## TASK INSTRUCTIONS
Rewrite the part of the transcript that starts at "SHAUL BAKHASH, HUSBAND" and ends after "(END VIDEO CLIP)", substituting "Central Europe" for "Eastern Europe".

** START OF PAGE TEXT **

We spoke just a few minutes after that aired with her husband, Shaul Bakhash. He is a professor here in Virginia, in the Washington, D.C. area. Again, he said she looked very bad, but he did not feel that that video would convince anyone.

(BEGIN VIDEO CLIP)

SHAUL BAKHASH, HUSBAND OF HALEH ESFANDIARI: Almost 80 percent of that one-hour program was footage of revolutions in Eastern Europe. And, clearly, they want to draw an absurd link between the kind of activity, organizing conferences and talks that my wife is involved in, and revolutions in Eastern Europe. I don't think it's a link that is going to persuade or fool anyone, either here, abroad, or in Iran.

(END VIDEO CLIP)

DOUGHERTY: And, in fact, Professor Bakhash did say that, as he watched that video, the phrases she used were almost verbatim, word for word, with the ministry of intelligence from Iran has been saying -- back to you, Lou.

DOBBS: Jill, thank you -- Jill Dougherty from Washington.

Another nation with a nuclear weapons program, North Korea, today offered to shut down its nuclear facilities by the end of this year. A South Korean official said North Korea made the offer during talks with the United States and other countries in Beijing.

** END OF PAGE TEXT **
** START OF EXCERPTED DATA **

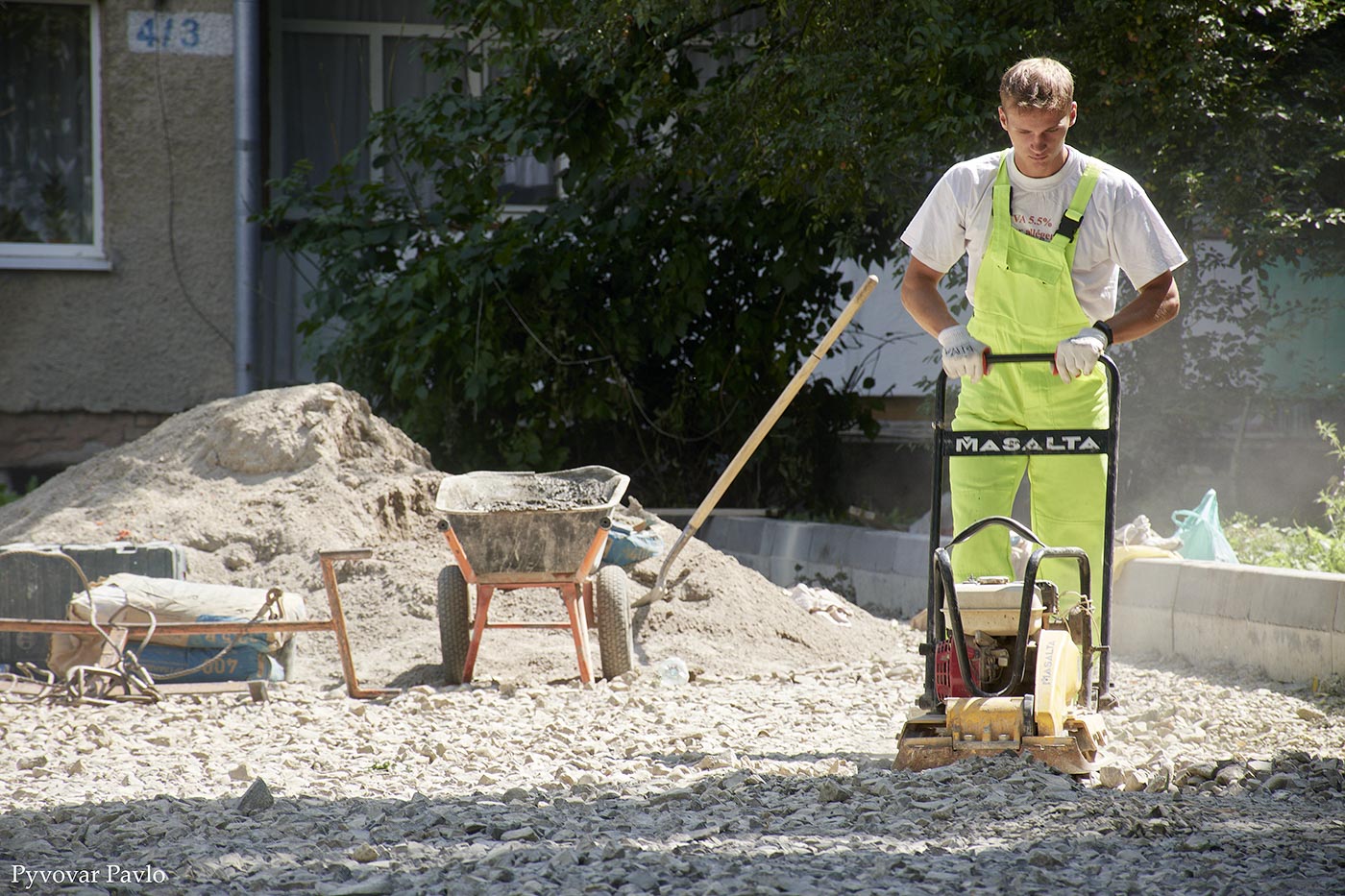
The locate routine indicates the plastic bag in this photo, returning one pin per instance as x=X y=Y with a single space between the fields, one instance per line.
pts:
x=625 y=546
x=1201 y=536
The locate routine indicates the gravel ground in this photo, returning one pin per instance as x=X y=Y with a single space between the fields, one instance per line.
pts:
x=769 y=772
x=1221 y=784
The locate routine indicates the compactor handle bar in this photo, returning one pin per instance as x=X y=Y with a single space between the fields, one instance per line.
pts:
x=944 y=446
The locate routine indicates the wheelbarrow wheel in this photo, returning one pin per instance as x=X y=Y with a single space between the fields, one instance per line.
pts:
x=454 y=631
x=614 y=621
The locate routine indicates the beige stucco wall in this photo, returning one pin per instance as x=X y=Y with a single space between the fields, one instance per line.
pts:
x=147 y=335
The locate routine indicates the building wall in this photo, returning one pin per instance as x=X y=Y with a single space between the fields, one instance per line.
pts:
x=154 y=334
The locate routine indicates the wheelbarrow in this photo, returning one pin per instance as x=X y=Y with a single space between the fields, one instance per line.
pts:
x=510 y=530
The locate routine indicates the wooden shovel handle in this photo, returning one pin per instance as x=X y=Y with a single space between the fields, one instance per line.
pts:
x=780 y=403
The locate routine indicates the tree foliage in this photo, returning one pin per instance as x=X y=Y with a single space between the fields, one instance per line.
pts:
x=717 y=159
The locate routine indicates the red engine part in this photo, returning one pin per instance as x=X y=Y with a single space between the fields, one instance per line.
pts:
x=947 y=674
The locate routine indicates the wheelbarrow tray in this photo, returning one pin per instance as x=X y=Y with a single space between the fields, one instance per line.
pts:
x=528 y=526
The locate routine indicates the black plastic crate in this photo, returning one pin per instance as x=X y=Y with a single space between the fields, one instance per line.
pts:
x=42 y=587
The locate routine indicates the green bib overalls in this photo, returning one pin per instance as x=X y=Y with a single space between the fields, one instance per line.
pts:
x=1025 y=303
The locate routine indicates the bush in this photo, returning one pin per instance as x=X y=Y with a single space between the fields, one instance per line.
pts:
x=1298 y=546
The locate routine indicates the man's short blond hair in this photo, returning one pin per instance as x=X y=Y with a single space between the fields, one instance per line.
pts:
x=1038 y=84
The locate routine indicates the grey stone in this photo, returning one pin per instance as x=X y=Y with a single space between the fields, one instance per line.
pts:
x=257 y=798
x=1281 y=781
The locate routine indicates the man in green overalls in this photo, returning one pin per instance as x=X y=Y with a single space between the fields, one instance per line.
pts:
x=1045 y=230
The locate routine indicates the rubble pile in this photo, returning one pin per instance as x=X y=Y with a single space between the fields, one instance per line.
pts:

** END OF EXCERPTED DATA **

## TASK RESULT
SHAUL BAKHASH, HUSBAND OF HALEH ESFANDIARI: Almost 80 percent of that one-hour program was footage of revolutions in Central Europe. And, clearly, they want to draw an absurd link between the kind of activity, organizing conferences and talks that my wife is involved in, and revolutions in Central Europe. I don't think it's a link that is going to persuade or fool anyone, either here, abroad, or in Iran.

(END VIDEO CLIP)